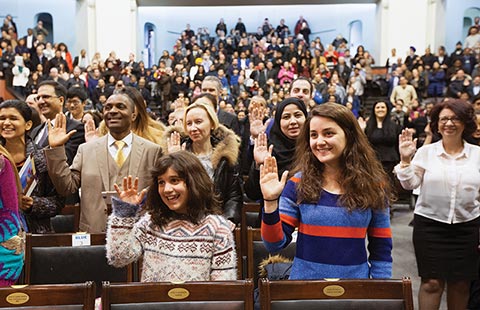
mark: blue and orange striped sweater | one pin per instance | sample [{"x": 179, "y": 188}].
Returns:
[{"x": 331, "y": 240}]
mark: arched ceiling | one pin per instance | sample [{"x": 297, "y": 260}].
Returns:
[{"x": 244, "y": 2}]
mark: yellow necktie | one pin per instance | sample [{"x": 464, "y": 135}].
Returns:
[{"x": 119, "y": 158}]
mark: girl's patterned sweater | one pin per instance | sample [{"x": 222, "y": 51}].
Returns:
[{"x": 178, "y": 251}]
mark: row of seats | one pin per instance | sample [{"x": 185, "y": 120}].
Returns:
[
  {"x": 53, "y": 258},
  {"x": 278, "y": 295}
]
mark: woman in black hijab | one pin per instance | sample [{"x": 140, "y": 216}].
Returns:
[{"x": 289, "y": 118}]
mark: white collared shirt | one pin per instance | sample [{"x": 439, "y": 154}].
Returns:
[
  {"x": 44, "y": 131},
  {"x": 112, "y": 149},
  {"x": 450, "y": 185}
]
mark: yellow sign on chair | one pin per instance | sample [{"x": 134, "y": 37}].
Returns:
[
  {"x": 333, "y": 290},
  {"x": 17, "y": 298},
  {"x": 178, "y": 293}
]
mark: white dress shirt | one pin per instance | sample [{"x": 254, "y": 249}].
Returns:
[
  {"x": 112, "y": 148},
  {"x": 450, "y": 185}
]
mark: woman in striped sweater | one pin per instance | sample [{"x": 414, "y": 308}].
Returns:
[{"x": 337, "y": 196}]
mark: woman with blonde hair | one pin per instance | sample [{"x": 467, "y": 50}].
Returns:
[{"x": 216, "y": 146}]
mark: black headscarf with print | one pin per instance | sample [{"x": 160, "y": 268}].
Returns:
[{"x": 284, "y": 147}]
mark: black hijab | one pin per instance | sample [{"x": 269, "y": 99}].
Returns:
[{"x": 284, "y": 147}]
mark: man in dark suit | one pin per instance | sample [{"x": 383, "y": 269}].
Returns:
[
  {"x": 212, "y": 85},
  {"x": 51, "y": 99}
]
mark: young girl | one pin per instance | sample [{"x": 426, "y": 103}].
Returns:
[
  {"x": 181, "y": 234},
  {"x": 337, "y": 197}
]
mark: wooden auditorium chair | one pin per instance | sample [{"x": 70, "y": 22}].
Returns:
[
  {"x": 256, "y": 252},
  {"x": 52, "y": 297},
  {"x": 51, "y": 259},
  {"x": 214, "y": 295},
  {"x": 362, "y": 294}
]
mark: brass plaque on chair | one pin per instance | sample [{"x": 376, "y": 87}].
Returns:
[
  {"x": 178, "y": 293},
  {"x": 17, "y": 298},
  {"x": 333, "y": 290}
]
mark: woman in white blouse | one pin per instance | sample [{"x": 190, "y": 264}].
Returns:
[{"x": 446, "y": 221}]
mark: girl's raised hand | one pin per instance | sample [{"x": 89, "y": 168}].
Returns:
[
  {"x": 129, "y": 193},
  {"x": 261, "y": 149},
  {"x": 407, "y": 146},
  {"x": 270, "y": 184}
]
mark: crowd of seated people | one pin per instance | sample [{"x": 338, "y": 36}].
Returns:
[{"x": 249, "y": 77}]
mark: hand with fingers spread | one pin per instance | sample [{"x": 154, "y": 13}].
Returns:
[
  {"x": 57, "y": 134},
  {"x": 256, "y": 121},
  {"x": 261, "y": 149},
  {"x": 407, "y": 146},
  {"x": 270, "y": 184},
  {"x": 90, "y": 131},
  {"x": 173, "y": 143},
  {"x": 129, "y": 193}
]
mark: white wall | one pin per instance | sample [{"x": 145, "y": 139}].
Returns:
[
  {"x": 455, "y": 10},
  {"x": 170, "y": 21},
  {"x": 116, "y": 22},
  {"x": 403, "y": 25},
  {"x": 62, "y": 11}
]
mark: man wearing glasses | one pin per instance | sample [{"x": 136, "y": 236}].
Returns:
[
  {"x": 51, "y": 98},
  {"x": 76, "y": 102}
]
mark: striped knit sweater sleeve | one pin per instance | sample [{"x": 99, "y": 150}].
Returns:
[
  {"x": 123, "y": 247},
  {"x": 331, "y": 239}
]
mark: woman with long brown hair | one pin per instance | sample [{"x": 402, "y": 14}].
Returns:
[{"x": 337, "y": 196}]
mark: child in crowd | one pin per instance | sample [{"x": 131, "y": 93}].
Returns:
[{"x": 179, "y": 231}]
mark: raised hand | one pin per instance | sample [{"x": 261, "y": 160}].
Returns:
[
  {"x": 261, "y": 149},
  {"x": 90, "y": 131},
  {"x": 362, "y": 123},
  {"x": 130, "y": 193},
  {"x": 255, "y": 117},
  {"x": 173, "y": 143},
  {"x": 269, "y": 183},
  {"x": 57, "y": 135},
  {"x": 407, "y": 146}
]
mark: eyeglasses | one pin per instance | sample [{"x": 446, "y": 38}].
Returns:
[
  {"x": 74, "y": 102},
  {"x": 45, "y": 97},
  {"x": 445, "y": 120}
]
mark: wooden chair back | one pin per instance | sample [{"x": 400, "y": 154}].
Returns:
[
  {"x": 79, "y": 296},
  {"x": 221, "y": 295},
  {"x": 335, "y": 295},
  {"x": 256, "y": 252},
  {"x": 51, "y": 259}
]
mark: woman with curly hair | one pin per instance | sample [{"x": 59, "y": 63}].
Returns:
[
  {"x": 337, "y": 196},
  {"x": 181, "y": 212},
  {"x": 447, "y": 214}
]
□ □ □ □
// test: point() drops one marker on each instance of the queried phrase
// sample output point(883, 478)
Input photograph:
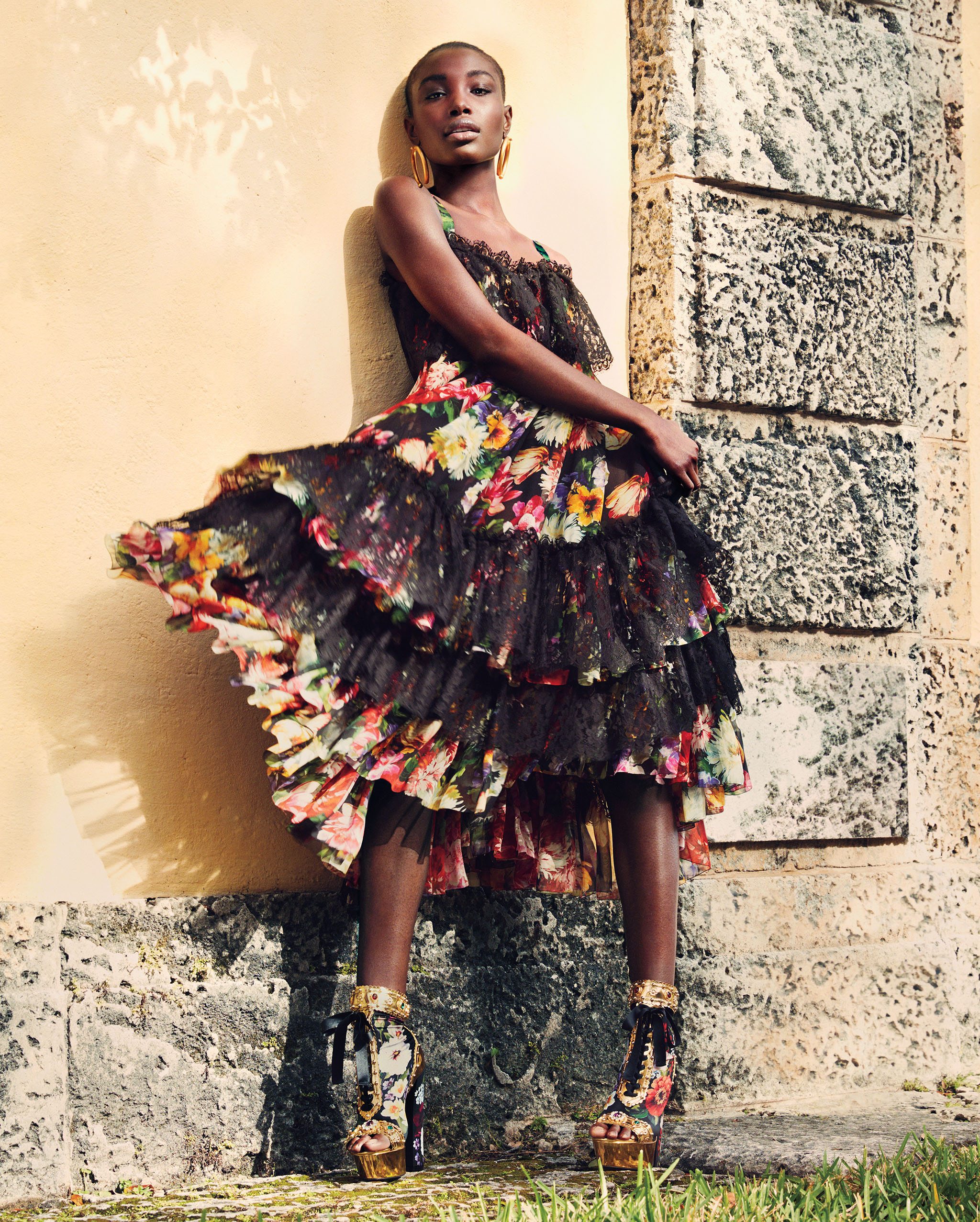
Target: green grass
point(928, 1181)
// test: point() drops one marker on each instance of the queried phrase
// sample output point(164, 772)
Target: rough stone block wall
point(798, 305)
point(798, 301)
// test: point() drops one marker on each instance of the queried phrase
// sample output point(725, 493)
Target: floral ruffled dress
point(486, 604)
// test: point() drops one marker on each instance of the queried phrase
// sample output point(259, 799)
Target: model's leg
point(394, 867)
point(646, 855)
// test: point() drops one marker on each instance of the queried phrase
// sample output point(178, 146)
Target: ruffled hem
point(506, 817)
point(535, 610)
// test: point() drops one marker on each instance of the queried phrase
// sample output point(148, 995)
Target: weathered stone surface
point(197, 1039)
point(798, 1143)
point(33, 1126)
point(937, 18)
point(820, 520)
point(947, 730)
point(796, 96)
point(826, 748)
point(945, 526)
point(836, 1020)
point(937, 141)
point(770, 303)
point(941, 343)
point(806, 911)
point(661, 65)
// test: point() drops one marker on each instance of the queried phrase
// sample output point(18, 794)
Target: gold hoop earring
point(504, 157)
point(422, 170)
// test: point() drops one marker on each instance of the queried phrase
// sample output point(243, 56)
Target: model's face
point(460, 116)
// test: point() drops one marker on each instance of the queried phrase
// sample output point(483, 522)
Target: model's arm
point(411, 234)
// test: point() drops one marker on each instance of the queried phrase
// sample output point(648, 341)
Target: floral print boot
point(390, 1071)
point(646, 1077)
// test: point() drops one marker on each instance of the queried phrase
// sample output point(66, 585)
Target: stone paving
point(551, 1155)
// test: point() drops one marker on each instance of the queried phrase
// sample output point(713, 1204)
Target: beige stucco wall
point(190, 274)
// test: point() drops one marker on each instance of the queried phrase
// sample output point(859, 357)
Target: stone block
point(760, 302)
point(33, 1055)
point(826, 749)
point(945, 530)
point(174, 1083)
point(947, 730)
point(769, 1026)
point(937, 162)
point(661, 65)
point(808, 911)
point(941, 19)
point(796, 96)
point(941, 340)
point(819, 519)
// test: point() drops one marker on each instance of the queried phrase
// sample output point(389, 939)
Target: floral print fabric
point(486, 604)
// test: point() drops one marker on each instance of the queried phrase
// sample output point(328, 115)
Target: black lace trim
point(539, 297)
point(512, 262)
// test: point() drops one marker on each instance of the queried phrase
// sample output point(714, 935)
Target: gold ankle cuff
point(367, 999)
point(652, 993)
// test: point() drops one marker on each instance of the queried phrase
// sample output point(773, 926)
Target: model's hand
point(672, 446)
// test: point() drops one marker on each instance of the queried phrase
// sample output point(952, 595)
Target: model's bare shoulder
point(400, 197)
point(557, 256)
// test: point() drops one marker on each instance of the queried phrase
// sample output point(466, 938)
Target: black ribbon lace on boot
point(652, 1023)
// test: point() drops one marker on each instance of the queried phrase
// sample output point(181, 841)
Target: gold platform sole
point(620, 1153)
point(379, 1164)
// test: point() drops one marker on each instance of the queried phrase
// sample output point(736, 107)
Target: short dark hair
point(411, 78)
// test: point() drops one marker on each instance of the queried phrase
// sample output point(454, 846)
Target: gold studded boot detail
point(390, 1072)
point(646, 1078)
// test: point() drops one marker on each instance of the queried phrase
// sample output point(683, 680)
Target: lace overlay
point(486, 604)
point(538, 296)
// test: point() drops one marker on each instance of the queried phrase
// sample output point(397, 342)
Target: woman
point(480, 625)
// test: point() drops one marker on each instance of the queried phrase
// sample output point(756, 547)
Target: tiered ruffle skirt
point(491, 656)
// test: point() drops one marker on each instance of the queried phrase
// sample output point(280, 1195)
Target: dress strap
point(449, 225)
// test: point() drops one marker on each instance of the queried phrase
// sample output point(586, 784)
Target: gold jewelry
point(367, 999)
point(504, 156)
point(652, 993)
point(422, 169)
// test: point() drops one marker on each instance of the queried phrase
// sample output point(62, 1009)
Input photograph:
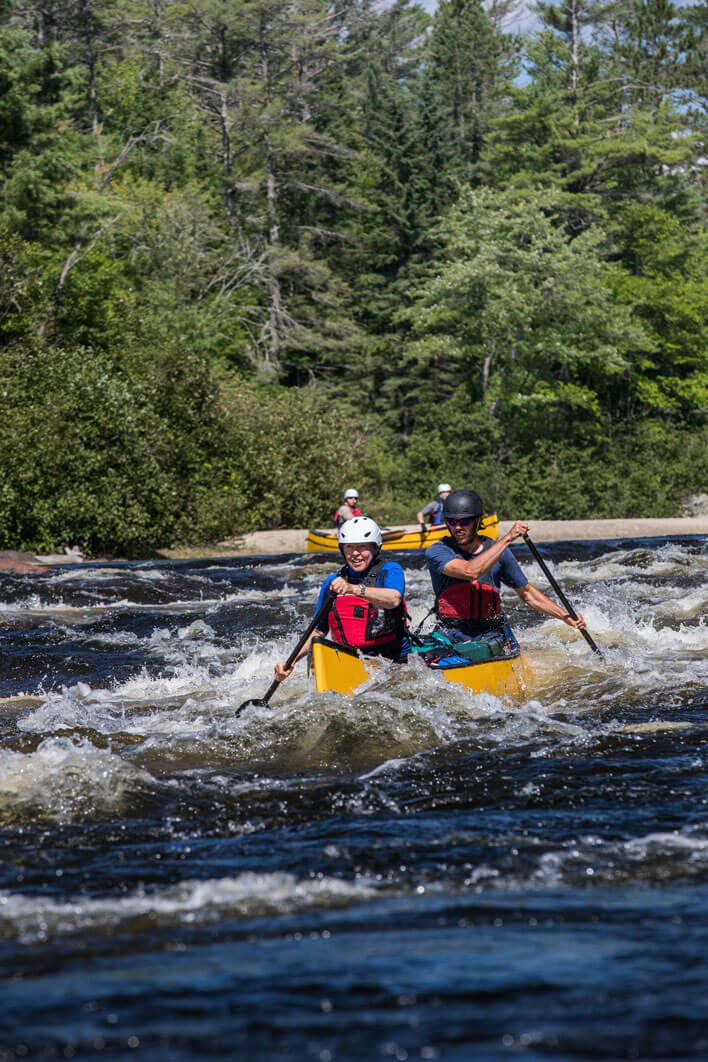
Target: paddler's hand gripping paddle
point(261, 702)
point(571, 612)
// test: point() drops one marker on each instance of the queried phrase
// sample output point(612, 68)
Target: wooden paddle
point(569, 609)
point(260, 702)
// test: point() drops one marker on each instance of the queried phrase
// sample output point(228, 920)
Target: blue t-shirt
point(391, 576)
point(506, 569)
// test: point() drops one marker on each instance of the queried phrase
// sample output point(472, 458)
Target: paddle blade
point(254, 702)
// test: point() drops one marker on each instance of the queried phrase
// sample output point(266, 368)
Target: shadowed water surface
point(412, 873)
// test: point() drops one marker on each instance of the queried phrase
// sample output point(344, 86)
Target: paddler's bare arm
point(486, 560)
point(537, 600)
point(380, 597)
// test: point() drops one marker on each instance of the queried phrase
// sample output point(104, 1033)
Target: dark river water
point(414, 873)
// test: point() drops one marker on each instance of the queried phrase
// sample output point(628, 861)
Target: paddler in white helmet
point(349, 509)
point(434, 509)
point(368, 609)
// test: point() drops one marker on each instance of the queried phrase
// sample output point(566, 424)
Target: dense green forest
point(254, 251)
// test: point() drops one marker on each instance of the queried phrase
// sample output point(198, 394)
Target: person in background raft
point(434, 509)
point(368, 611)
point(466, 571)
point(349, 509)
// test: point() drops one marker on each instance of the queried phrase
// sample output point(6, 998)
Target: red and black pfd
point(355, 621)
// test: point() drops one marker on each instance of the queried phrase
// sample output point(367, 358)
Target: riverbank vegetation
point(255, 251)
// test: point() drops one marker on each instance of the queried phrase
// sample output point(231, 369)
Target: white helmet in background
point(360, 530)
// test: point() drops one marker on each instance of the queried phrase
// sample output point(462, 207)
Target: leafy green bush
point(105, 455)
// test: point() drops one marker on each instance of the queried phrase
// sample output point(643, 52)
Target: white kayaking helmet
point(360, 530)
□ □ □ □
• [YOUR INSTRUCTIONS]
Select every line of the records above that contains the string "print", and copy each one in full.

• [THE ANSWER]
mark: black headscarf with print | one pin per instance | sample [{"x": 160, "y": 268}].
Target: floral print boot
Target: floral print fabric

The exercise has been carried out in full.